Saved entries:
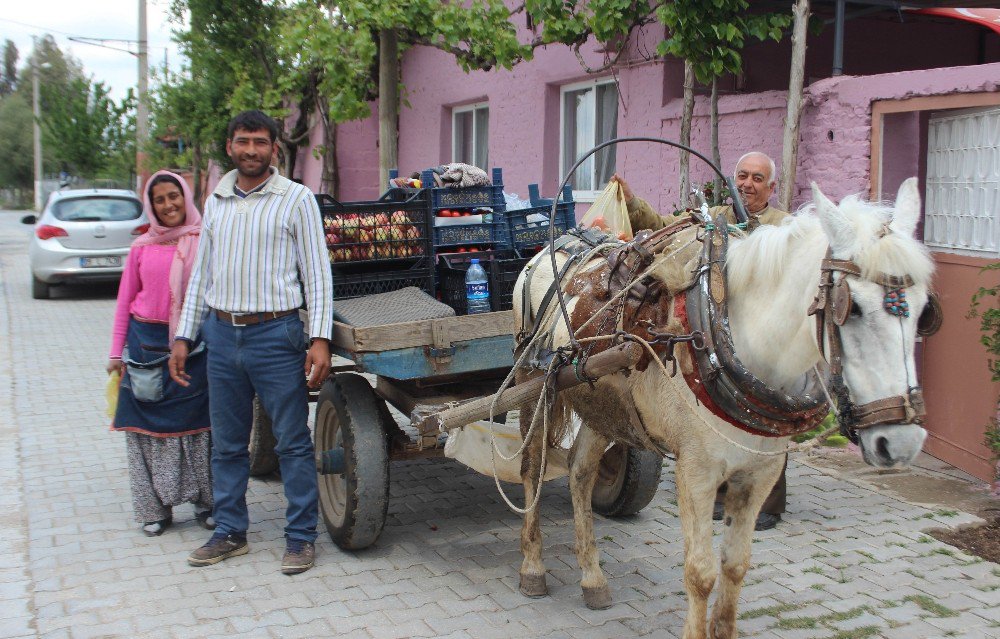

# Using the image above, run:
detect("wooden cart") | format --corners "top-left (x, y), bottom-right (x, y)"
top-left (250, 310), bottom-right (664, 550)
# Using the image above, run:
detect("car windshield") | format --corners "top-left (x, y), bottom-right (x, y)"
top-left (52, 197), bottom-right (141, 222)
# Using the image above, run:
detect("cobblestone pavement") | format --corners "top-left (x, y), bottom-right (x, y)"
top-left (2, 209), bottom-right (999, 639)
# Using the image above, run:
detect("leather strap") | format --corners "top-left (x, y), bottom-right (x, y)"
top-left (214, 308), bottom-right (296, 326)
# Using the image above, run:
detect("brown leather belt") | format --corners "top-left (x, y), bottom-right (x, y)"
top-left (214, 308), bottom-right (296, 326)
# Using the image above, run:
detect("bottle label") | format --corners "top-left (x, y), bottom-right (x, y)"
top-left (466, 282), bottom-right (489, 300)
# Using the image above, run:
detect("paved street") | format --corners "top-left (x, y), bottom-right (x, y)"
top-left (2, 208), bottom-right (1000, 639)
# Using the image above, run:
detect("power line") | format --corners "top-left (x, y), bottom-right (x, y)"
top-left (0, 17), bottom-right (171, 49)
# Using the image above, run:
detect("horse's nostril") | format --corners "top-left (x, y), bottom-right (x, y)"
top-left (876, 436), bottom-right (891, 460)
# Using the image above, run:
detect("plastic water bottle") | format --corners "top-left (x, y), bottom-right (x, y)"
top-left (465, 258), bottom-right (491, 314)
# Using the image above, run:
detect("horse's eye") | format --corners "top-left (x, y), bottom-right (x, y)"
top-left (850, 301), bottom-right (863, 317)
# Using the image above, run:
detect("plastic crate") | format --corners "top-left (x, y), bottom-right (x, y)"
top-left (436, 250), bottom-right (532, 315)
top-left (504, 184), bottom-right (576, 251)
top-left (419, 167), bottom-right (506, 212)
top-left (432, 212), bottom-right (509, 249)
top-left (316, 190), bottom-right (432, 271)
top-left (333, 261), bottom-right (435, 300)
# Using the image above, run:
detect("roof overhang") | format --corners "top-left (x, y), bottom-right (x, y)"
top-left (907, 8), bottom-right (1000, 35)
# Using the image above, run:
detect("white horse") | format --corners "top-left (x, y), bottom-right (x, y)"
top-left (511, 179), bottom-right (933, 639)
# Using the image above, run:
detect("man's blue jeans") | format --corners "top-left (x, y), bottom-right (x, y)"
top-left (203, 311), bottom-right (317, 542)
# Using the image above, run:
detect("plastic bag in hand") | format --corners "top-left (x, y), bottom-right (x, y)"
top-left (579, 180), bottom-right (633, 241)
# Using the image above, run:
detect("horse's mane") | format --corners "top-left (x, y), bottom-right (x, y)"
top-left (727, 194), bottom-right (934, 293)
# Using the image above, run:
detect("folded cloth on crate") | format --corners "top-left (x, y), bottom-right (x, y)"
top-left (440, 163), bottom-right (491, 188)
top-left (334, 286), bottom-right (455, 327)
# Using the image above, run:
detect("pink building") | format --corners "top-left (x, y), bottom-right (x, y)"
top-left (283, 6), bottom-right (1000, 482)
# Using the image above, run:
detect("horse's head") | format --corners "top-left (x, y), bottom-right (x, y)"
top-left (811, 178), bottom-right (936, 468)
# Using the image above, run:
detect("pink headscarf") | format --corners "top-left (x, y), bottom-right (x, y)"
top-left (133, 170), bottom-right (202, 344)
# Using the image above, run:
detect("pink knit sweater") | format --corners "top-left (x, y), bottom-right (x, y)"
top-left (109, 244), bottom-right (177, 359)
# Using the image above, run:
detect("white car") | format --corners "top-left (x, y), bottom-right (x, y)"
top-left (22, 189), bottom-right (146, 299)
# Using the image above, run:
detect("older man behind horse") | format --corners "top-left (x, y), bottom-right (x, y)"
top-left (612, 151), bottom-right (788, 531)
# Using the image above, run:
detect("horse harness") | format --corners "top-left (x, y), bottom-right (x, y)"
top-left (516, 212), bottom-right (940, 446)
top-left (806, 246), bottom-right (940, 443)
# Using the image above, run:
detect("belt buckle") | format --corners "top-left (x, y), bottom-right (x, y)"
top-left (228, 312), bottom-right (249, 327)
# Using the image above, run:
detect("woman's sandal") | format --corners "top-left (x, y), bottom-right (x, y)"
top-left (195, 510), bottom-right (216, 530)
top-left (141, 515), bottom-right (173, 537)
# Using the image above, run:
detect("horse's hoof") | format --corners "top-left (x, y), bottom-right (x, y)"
top-left (582, 584), bottom-right (613, 610)
top-left (519, 574), bottom-right (548, 598)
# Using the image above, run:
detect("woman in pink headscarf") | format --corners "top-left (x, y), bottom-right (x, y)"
top-left (107, 170), bottom-right (214, 537)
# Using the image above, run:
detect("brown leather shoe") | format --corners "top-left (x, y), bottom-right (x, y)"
top-left (188, 532), bottom-right (249, 567)
top-left (281, 540), bottom-right (315, 575)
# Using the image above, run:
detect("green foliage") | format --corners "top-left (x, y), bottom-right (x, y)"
top-left (0, 92), bottom-right (33, 188)
top-left (968, 262), bottom-right (1000, 464)
top-left (0, 35), bottom-right (135, 189)
top-left (656, 0), bottom-right (792, 85)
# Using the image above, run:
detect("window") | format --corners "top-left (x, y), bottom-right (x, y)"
top-left (561, 78), bottom-right (618, 198)
top-left (924, 106), bottom-right (1000, 257)
top-left (52, 196), bottom-right (142, 222)
top-left (453, 103), bottom-right (489, 169)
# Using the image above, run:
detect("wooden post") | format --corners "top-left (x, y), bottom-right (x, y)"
top-left (780, 0), bottom-right (810, 213)
top-left (679, 60), bottom-right (694, 208)
top-left (378, 29), bottom-right (399, 193)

Task: The copy should match the records above exactly, except that pictures are dropped.

Problem solution:
# Using the image above, run:
detect("wooden cart") | format --corners "top-left (x, y), bottom-right (x, y)"
top-left (250, 310), bottom-right (664, 550)
# Using the image above, run:
detect("car windshield") | format --corners "top-left (x, y), bottom-right (x, y)"
top-left (52, 197), bottom-right (141, 222)
# Using the image above, run:
detect("cobblestone pavement") | format --corners "top-left (x, y), bottom-right (x, y)"
top-left (2, 209), bottom-right (999, 639)
# Using the image above, run:
detect("leather strap") | format --corners "top-left (x, y), bottom-right (x, y)"
top-left (214, 308), bottom-right (296, 326)
# Using the image above, run:
detect("brown leather belt") | format --corners "top-left (x, y), bottom-right (x, y)"
top-left (214, 308), bottom-right (296, 326)
# Using the image above, run:
detect("bottle label") | format --corners "top-left (x, y), bottom-right (x, y)"
top-left (466, 282), bottom-right (489, 300)
# Using the image above, run:
detect("paved street") | format --corners "top-left (x, y), bottom-right (x, y)"
top-left (2, 208), bottom-right (1000, 639)
# Using the image above, run:
detect("power line") | format --corners "top-left (x, y), bottom-right (x, y)"
top-left (0, 17), bottom-right (171, 49)
# Using the image above, run:
detect("horse's nostril") | format --corners "top-left (x, y), bottom-right (x, y)"
top-left (876, 436), bottom-right (891, 460)
# Using the image above, run:
detect("plastic water bottle") | format --corners "top-left (x, y), bottom-right (x, y)"
top-left (465, 258), bottom-right (491, 314)
# Using the image above, run:
detect("horse's eye") | format --corners "top-left (x, y), bottom-right (x, y)"
top-left (850, 301), bottom-right (863, 317)
# Using the image above, run:
detect("plastic crate") | format --corners "top-left (x, y), bottom-right (x, y)"
top-left (436, 250), bottom-right (532, 315)
top-left (504, 184), bottom-right (576, 251)
top-left (419, 167), bottom-right (506, 212)
top-left (432, 212), bottom-right (509, 249)
top-left (316, 190), bottom-right (432, 271)
top-left (333, 261), bottom-right (435, 300)
# Using the image above, run:
detect("roof overhang") | format --corners "top-left (x, y), bottom-right (x, y)"
top-left (907, 8), bottom-right (1000, 35)
# Using the image above, run:
detect("white horse") | format --corners "top-left (x, y), bottom-right (x, y)"
top-left (511, 179), bottom-right (933, 639)
# Using the image above, run:
detect("man's blue jeans") | format --corners "top-left (x, y), bottom-right (x, y)"
top-left (203, 311), bottom-right (317, 542)
# Using the image above, run:
detect("plastic bag in hand") | format --corners "top-left (x, y), bottom-right (x, y)"
top-left (579, 180), bottom-right (633, 241)
# Using the image above, run:
detect("horse's mane") | format --corners "top-left (x, y), bottom-right (x, y)"
top-left (727, 194), bottom-right (934, 293)
# Using the image above, run:
detect("folded cloth on crate") | format --corners "top-left (x, y), bottom-right (x, y)"
top-left (440, 163), bottom-right (491, 188)
top-left (334, 286), bottom-right (455, 327)
# Using the image above, run:
detect("pink building") | format --corners "top-left (x, y), bottom-right (x, y)"
top-left (283, 6), bottom-right (1000, 482)
# Using the image above, run:
detect("horse's head") | format --corners "top-left (x, y), bottom-right (x, y)"
top-left (811, 178), bottom-right (936, 468)
# Using the image above, run:
detect("pink headscarf") | format --corners "top-left (x, y), bottom-right (x, y)"
top-left (133, 170), bottom-right (202, 344)
# Using the image above, run:
detect("pink knit sweater") | format --corners "top-left (x, y), bottom-right (x, y)"
top-left (109, 244), bottom-right (177, 359)
# Using the image above, run:
detect("white car") | format --corners "top-left (x, y), bottom-right (x, y)"
top-left (22, 189), bottom-right (146, 299)
# Using the image above, run:
detect("older man behind horse") | format --corners "top-left (x, y), bottom-right (x, y)"
top-left (612, 151), bottom-right (788, 531)
# Using the image above, run:
detect("horse harness") | format --corners "top-left (x, y), bottom-right (x, y)"
top-left (516, 212), bottom-right (940, 446)
top-left (806, 246), bottom-right (940, 443)
# Using the image above, run:
detect("belt buckle") | format --corners "top-left (x, y), bottom-right (x, y)"
top-left (228, 312), bottom-right (249, 327)
# Using the image above, run:
detect("woman's sandal") | format --corners "top-left (x, y), bottom-right (x, y)"
top-left (195, 510), bottom-right (216, 530)
top-left (141, 515), bottom-right (173, 537)
# Using the image above, run:
detect("horse's hoof") | format --corners "top-left (x, y), bottom-right (x, y)"
top-left (582, 584), bottom-right (613, 610)
top-left (519, 574), bottom-right (548, 598)
# Using the image above, run:
detect("woman in pink headscarf") | format --corners "top-left (x, y), bottom-right (x, y)"
top-left (107, 170), bottom-right (214, 537)
# Using the image above, run:
detect("brown leather shoe") | format --corners "top-left (x, y), bottom-right (x, y)"
top-left (188, 532), bottom-right (249, 567)
top-left (281, 540), bottom-right (315, 575)
# Using the image above, run:
detect("green foliage") | format --corners "top-left (x, y), bottom-right (x, y)"
top-left (0, 92), bottom-right (33, 188)
top-left (968, 262), bottom-right (1000, 464)
top-left (0, 35), bottom-right (135, 189)
top-left (656, 0), bottom-right (792, 85)
# Using the image above, run:
detect("window") | format --corners "top-left (x, y), bottom-right (x, y)"
top-left (561, 78), bottom-right (618, 198)
top-left (924, 106), bottom-right (1000, 257)
top-left (52, 196), bottom-right (142, 222)
top-left (453, 103), bottom-right (489, 169)
# Using the image above, run:
detect("wooden post") | format --corners "top-left (x, y), bottom-right (x, y)"
top-left (780, 0), bottom-right (810, 213)
top-left (679, 60), bottom-right (694, 208)
top-left (378, 29), bottom-right (399, 193)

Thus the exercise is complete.